WORK ITEM:
The listing below is to be copied exactly, with pictures excluded.

(TASK MATERIAL begins)

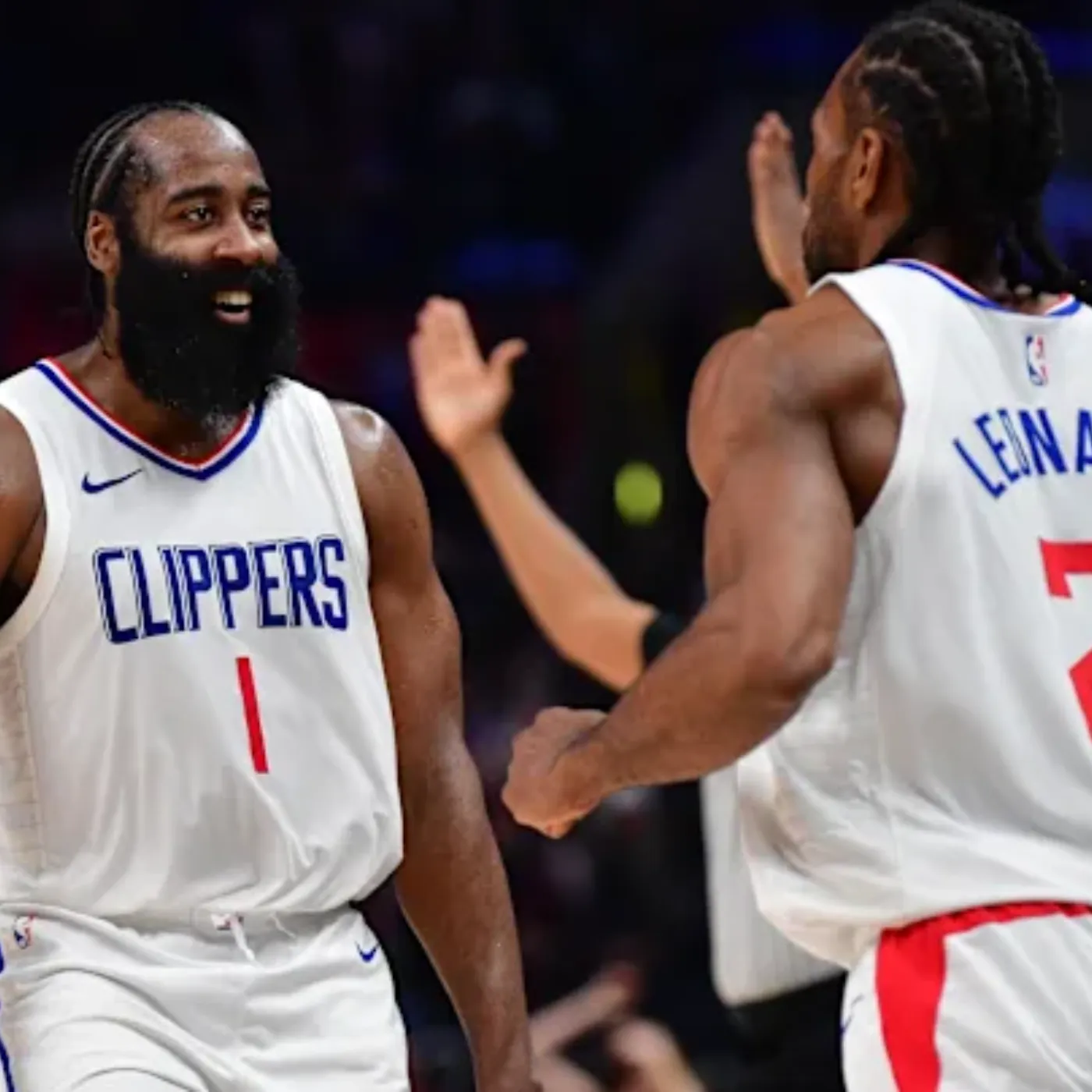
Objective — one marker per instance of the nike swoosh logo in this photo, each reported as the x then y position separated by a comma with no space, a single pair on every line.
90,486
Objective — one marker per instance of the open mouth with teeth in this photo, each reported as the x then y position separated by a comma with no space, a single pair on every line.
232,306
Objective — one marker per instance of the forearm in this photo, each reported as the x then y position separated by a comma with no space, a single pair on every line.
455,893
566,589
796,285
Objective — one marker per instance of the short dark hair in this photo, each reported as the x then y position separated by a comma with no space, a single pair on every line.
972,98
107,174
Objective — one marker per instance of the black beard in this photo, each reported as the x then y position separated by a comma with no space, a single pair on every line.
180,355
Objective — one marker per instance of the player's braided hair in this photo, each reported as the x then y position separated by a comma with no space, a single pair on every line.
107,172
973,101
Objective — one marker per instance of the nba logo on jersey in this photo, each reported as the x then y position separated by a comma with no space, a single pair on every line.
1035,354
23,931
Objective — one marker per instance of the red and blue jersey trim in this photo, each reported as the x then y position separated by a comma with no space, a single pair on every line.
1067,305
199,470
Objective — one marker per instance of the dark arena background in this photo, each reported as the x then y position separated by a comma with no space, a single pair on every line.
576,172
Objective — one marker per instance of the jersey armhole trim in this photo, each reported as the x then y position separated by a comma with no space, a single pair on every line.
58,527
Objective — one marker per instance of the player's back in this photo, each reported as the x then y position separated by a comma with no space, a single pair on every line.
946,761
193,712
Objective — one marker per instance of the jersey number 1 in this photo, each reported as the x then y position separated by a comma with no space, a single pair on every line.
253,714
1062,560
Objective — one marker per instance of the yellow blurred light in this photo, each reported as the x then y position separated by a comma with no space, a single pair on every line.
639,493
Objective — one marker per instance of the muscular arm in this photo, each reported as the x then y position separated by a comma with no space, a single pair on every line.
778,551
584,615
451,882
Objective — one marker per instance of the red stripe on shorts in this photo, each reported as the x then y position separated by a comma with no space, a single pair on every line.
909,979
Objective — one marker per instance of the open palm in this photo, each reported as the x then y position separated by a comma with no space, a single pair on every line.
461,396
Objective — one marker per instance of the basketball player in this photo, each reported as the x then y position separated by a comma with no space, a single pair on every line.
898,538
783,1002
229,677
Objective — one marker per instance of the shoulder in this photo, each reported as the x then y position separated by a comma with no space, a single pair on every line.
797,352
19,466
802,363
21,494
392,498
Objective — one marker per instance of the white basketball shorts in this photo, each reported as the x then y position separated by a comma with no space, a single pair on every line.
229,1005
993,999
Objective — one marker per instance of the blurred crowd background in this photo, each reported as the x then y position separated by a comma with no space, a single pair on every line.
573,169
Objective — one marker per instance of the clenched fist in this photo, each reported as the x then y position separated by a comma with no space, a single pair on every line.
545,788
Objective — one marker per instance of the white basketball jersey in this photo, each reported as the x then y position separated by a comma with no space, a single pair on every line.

(TASK MATERIAL ends)

ANSWER SPACE:
Objective — one marker per instance of the nike swoosh logo in this photo, each reported as the x then y position separated by a comma with no space, a single pair on every line.
90,486
Objective — one marker per instance of the open mouth with teeth in this photo, each reported as the x then y position separated by a comma with no space, a single pair on every line.
232,306
Objective — one marker per instance of the forearm in this photo, each reported as the x then y position separated by a comma with no space, a single pair on every line.
455,893
566,589
796,285
Objective — one marker per instance of the short dark hair in this photo, each reported as the x then y position separated by a comma with no space, a single pair on every line.
972,98
107,174
Objective — one marker per instance of the black beard in this photo, each reported as the x then y position separated by a comma with no space, a single pair on every line.
180,355
Objective — one marker per instance of the player's braided hair in this photo, each reported as the x then y position separated by a comma with no space, a single pair on every line.
107,172
973,101
Objective — one marker per instance of the nba logo on jersey in this photo, each reported as the x then y position separated by a comma with no space, a single pair on every line.
1035,354
23,931
Objective — one marker per instance of the red and blue jersey trim in this photo, each reported as the x then y position separated by a comma with no space, a single pair on every line.
1067,305
199,470
Objective — one marker per instance of the dark arena background in this photo, each reported as the x then y position separated by a comma with no space, a single pair on every line.
576,172
Objective — one marker per instance of the jersey armhole trim in this photo, each reported as the x then y position separated by a comma with no space, a single pair on every line.
58,527
Objective — one marker per instance of the player's back in this photo, each reported as the x then y position separated by a comma with no space, a single pair on every line.
946,761
193,712
Objective — one marker per instance of the jersey number 1 in this photo, each reported as the x then y position separated by a comma with no space, a single pair on every line.
253,714
1062,560
Objective — one marker per instance of the yellow blurred light in this photo, each reported as the x then y position separated by a comma with no space, a single pair on every line.
639,493
Objective — one marker per instance of the muscular arm in this photo, each reported as the x then y position separated by a comma with no space, a single pair on every line.
778,551
584,615
451,882
Objective — one marker per instance of the red stripe on shorts in this photo, each reported as the x then y position separated by a comma with no space, a single pair on every line.
909,979
Objective — one marker per instance of the open palm in this photo, each reported as the x then y position separated by a comma with no space, a single pair on every line.
461,396
Objective — one marker per instance of the basketball player in this photo, each reported as the x then y position separated by a comma with no space, a single pair on every line.
898,538
783,1002
229,677
Objective — one marker per instance of the shoulder in this photo, each reported as the x then y position separated by a comma with no space, a single pair on every line.
797,352
19,466
802,363
21,494
392,498
Objective — one marker per instance of the white basketball shorts in this photo, each reported as the x then y position separated by a comma with no space, a single pair on every line.
229,1005
993,999
Objective — one marker per instance of the blurred crowd background in this photo, each reported as the x then y position separated by a comma with no space, a single pair on every line.
573,169
Objective — one marker per instance of the clenched fist in this photo, each reported as the x then y position separated by a comma with no space, a single pair on every line.
545,788
Objective — one marker per instance of the white basketball jersey in this photo, each reported as the x then y position separated by a comma with no space, a single pair on every line.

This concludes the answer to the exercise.